▶ [SET TASK] Please transcribe the entries below verbatim, from the line containing "Target: ceiling air vent" through the end of the entries, including both of those lines.

%%

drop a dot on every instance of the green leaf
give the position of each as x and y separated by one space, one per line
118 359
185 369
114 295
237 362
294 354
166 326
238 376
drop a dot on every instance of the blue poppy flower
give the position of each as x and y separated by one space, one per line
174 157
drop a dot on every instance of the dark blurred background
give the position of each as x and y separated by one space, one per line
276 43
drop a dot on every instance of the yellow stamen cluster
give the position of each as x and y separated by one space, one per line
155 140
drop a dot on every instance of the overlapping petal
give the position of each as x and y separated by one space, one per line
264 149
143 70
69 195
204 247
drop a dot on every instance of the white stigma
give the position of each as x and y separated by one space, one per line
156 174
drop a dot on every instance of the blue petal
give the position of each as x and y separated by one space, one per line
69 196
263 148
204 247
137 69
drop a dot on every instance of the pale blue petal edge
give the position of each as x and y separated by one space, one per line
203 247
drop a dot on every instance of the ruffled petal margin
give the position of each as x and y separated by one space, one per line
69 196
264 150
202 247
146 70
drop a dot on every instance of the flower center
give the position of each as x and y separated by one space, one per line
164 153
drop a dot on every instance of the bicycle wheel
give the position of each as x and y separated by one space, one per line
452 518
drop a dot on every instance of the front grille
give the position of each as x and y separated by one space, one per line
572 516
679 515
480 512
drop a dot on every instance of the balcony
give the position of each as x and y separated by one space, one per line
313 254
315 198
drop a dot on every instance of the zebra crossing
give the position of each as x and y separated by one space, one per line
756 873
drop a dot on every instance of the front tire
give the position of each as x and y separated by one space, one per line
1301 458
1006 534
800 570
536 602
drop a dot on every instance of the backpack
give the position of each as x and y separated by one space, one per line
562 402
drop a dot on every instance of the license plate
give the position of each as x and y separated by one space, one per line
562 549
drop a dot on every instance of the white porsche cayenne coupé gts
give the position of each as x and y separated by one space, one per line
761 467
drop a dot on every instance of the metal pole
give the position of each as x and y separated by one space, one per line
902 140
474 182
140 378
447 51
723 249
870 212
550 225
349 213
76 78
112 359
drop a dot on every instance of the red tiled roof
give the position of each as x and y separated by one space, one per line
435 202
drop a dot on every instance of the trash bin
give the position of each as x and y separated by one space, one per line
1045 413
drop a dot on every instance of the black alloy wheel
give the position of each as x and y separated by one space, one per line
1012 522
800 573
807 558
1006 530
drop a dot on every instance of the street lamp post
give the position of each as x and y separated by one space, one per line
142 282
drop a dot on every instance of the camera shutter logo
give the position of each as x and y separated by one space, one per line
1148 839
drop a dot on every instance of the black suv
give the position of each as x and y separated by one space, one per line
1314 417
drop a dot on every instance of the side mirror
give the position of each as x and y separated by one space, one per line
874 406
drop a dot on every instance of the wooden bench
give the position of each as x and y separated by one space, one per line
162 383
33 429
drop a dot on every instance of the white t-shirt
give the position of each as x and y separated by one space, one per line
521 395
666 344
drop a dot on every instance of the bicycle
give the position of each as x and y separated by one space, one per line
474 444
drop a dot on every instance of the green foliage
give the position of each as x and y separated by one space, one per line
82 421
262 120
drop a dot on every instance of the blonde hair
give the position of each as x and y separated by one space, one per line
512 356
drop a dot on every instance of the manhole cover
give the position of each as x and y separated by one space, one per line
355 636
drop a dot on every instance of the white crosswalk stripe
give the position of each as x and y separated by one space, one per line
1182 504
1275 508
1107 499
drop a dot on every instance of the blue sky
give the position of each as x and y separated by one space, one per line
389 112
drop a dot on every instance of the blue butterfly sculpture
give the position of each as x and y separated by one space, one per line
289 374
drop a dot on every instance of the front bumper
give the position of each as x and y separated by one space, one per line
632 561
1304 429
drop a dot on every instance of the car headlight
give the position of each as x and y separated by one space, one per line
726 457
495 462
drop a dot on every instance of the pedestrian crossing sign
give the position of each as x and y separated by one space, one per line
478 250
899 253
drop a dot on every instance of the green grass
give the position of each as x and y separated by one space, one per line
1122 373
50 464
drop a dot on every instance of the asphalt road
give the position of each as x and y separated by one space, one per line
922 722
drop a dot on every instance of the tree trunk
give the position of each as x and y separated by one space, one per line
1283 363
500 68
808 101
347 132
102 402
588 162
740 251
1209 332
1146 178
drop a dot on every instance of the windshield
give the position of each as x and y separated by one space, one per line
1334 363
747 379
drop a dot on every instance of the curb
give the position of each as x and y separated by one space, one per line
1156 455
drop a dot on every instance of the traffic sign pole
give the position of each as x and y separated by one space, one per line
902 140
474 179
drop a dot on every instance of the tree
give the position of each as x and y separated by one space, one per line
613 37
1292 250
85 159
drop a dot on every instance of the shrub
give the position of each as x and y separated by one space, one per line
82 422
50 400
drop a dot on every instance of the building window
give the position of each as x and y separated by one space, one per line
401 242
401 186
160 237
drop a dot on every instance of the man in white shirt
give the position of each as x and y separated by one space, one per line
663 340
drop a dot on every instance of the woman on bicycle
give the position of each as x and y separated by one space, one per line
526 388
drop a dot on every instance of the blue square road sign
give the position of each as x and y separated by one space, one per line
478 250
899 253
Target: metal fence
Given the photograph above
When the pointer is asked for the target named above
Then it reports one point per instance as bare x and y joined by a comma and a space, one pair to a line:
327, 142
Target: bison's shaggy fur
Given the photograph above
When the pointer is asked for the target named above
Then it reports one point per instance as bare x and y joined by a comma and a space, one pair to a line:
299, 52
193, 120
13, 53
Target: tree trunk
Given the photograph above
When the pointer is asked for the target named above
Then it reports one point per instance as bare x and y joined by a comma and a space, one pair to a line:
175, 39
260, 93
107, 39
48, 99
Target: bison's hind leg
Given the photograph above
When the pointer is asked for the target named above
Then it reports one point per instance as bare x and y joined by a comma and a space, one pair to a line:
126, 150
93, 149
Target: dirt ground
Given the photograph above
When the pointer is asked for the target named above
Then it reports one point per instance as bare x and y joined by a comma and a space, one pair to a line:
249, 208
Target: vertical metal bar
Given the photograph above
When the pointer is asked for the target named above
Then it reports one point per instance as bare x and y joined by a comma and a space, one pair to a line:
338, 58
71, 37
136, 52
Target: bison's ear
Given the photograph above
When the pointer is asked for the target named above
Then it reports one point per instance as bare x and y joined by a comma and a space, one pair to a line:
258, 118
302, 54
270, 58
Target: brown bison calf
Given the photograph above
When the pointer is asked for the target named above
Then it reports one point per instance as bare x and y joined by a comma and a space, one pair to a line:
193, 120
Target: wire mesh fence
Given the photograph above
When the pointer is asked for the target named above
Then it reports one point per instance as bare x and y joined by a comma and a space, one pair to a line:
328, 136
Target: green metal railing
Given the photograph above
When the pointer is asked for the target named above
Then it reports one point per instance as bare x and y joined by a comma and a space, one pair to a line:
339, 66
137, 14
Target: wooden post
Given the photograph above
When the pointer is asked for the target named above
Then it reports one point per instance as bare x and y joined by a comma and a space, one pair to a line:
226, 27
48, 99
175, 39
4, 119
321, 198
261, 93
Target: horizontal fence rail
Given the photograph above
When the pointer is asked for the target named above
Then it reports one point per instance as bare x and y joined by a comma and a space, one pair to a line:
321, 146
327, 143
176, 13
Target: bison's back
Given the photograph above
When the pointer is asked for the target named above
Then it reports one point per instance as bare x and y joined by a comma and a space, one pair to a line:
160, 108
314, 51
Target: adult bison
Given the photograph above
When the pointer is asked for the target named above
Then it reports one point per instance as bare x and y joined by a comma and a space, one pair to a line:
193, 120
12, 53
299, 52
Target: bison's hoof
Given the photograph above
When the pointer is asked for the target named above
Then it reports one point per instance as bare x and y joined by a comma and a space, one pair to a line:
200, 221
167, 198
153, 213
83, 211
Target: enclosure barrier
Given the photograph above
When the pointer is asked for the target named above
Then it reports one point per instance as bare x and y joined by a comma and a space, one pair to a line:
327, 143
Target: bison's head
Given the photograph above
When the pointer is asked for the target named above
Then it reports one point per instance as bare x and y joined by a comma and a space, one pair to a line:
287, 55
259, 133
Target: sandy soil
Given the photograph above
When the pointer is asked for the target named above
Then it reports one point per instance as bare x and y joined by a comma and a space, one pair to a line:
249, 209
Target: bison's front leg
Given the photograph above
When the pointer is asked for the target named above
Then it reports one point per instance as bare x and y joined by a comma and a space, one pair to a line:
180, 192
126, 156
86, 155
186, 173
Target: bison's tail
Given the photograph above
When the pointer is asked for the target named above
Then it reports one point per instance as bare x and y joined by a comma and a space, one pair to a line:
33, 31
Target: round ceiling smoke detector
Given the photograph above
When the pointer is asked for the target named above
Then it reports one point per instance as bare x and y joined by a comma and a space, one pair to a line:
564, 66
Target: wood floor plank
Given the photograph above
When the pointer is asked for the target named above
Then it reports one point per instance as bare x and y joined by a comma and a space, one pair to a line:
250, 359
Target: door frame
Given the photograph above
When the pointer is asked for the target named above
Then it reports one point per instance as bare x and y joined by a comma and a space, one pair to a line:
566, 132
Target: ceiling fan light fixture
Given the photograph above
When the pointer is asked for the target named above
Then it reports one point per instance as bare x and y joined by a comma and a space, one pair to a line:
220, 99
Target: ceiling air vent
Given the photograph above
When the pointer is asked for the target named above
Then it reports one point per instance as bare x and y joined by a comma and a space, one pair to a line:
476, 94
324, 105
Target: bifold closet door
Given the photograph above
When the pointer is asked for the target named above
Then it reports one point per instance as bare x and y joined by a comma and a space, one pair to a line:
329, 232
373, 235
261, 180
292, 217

%%

▶ [OUTPUT FOR THIS EXERCISE]
Target: ceiling air vent
Given the photograph above
When the pointer is asked for the target named above
Then it reports one point per instance as bare x and y joined by a comma and a space, one pair to a line:
476, 94
324, 105
Target: bifold closet door
Given the photograph above
When the pointer is asked for the target named above
Then it reports one point per instance as bare x and y joined by a comma and a space, one pair to a line:
329, 232
373, 235
261, 180
292, 217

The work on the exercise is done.